(Region labeling material)
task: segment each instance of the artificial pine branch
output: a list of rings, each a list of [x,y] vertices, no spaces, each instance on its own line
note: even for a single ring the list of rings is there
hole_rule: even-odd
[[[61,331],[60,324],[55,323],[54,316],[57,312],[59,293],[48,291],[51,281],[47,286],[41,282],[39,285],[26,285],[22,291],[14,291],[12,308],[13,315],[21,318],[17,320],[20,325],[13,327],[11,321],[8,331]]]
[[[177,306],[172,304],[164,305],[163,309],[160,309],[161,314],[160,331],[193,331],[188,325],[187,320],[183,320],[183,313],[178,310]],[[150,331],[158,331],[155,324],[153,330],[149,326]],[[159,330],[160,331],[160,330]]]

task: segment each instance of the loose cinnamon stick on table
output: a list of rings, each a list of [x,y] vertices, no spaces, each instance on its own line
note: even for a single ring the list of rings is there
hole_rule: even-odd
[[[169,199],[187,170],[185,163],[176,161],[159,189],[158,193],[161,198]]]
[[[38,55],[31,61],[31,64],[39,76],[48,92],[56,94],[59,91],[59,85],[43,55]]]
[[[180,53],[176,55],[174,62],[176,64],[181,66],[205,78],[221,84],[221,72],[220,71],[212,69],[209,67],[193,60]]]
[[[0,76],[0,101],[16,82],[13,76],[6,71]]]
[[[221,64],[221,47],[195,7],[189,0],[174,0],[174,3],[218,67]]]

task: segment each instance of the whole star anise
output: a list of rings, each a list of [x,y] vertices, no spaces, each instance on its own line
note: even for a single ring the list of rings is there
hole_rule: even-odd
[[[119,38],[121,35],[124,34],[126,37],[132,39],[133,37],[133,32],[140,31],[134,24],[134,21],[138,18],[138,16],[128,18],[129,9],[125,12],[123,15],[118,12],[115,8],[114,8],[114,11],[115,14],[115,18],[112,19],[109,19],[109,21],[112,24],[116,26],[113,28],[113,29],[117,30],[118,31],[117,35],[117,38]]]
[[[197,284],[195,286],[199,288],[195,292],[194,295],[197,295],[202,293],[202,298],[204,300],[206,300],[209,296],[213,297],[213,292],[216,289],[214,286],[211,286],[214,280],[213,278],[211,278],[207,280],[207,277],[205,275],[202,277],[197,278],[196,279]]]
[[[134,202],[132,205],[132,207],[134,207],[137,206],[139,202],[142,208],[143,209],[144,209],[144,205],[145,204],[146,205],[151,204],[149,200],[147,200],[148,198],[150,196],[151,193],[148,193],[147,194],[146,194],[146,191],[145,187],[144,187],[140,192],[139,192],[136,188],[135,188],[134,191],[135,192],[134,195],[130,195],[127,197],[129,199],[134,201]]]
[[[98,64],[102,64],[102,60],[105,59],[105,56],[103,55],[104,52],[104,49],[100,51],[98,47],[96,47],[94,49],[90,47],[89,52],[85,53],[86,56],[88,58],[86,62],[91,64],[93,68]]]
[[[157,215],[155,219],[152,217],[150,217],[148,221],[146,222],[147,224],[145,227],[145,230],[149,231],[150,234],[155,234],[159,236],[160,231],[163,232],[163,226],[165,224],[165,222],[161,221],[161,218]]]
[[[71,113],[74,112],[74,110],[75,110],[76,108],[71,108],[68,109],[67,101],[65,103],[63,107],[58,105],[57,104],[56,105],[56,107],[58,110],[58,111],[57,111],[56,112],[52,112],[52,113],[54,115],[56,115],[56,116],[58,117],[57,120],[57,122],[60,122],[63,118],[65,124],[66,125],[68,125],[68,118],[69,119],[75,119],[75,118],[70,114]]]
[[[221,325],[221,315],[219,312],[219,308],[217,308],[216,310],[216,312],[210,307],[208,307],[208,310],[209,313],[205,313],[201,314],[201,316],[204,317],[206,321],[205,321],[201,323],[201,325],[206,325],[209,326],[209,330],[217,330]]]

What you are asked to do: Convert the material above into a two-column CSV with the header columns request and answer, giving one row per request and its answer. Put each field in double quotes, and replace every line break inside a field with a space.

Solved problem:
request,answer
"task: segment each instance of the artificial pine branch output: a list of rings, each a list of [x,y] vertices, no spaces, each instance on its own line note: even for a single ring the list of rings is there hole_rule: even-odd","[[[61,331],[60,324],[55,323],[54,316],[57,312],[59,293],[48,291],[51,281],[47,286],[41,282],[39,285],[26,285],[22,291],[14,291],[12,308],[13,315],[21,318],[17,320],[20,325],[13,327],[11,321],[8,331]]] [[[177,306],[172,304],[164,305],[163,309],[160,309],[161,314],[160,331],[193,331],[188,325],[187,320],[183,320],[183,313],[178,310]],[[150,331],[158,331],[155,324],[153,330],[149,326]],[[159,330],[160,331],[160,330]]]"
"task: segment each instance of the loose cinnamon stick on table output: a list of rings, each a list of [x,y] vertices, no spaces, each instance on its own line note: even for a single ring the list of rings is there hole_rule: even-odd","[[[169,199],[187,170],[185,163],[176,161],[159,189],[158,193],[161,198]]] [[[38,55],[31,61],[31,64],[39,76],[48,92],[56,94],[59,91],[59,85],[43,55]]] [[[180,53],[176,55],[174,62],[176,64],[181,66],[205,78],[221,84],[221,72],[220,71],[212,69],[209,67],[193,60]]] [[[0,76],[0,101],[16,82],[13,76],[6,71]]] [[[221,64],[221,47],[195,7],[189,0],[174,0],[174,3],[218,67]]]"
"task: segment each instance of the whole star anise output: a list of rings, each a list of [x,y] vertices, no spaces, each instance on its own line note: even for a single ring the list of rings is there hole_rule: even-odd","[[[119,38],[121,35],[124,34],[126,37],[132,39],[133,37],[133,32],[140,31],[134,24],[134,21],[138,18],[138,16],[128,18],[129,9],[125,12],[123,15],[118,12],[115,8],[114,8],[114,11],[115,14],[115,18],[112,19],[109,19],[109,21],[112,24],[116,26],[113,28],[113,29],[117,30],[118,31],[117,35],[117,38]]] [[[197,284],[195,286],[199,288],[195,292],[194,295],[197,295],[202,293],[202,298],[204,300],[206,300],[209,296],[213,297],[213,292],[216,289],[214,286],[211,286],[214,280],[213,278],[211,278],[207,280],[207,277],[205,275],[202,277],[197,278],[196,279]]] [[[134,202],[132,205],[132,207],[134,207],[137,206],[139,202],[142,208],[143,209],[144,209],[144,205],[145,204],[146,205],[151,204],[149,200],[147,200],[148,198],[150,196],[151,193],[148,193],[147,194],[146,194],[146,191],[145,187],[144,187],[140,192],[139,192],[136,188],[135,188],[134,191],[135,192],[134,195],[130,195],[127,197],[129,199],[134,201]]] [[[98,64],[102,64],[102,60],[105,59],[105,56],[103,55],[104,52],[104,49],[100,51],[98,47],[96,47],[94,49],[90,47],[89,52],[85,53],[86,56],[88,58],[86,62],[91,64],[93,68]]] [[[157,215],[155,219],[152,217],[150,217],[148,221],[146,222],[147,224],[145,227],[145,230],[149,231],[150,234],[155,234],[159,236],[160,231],[163,232],[163,226],[165,224],[165,222],[161,221],[161,218]]] [[[71,113],[74,112],[74,110],[75,110],[76,108],[71,108],[68,109],[67,101],[65,103],[63,107],[58,105],[57,104],[56,105],[56,107],[58,110],[58,111],[57,111],[56,112],[52,112],[52,113],[54,115],[56,115],[56,116],[58,117],[57,120],[57,122],[60,122],[63,118],[65,124],[66,125],[68,125],[68,118],[69,119],[75,119],[75,118],[70,114]]] [[[221,325],[221,315],[219,312],[219,308],[217,308],[216,310],[216,312],[210,307],[208,307],[208,310],[209,313],[205,313],[201,314],[201,316],[204,317],[206,321],[205,321],[201,323],[201,325],[206,325],[209,326],[209,330],[217,330]]]"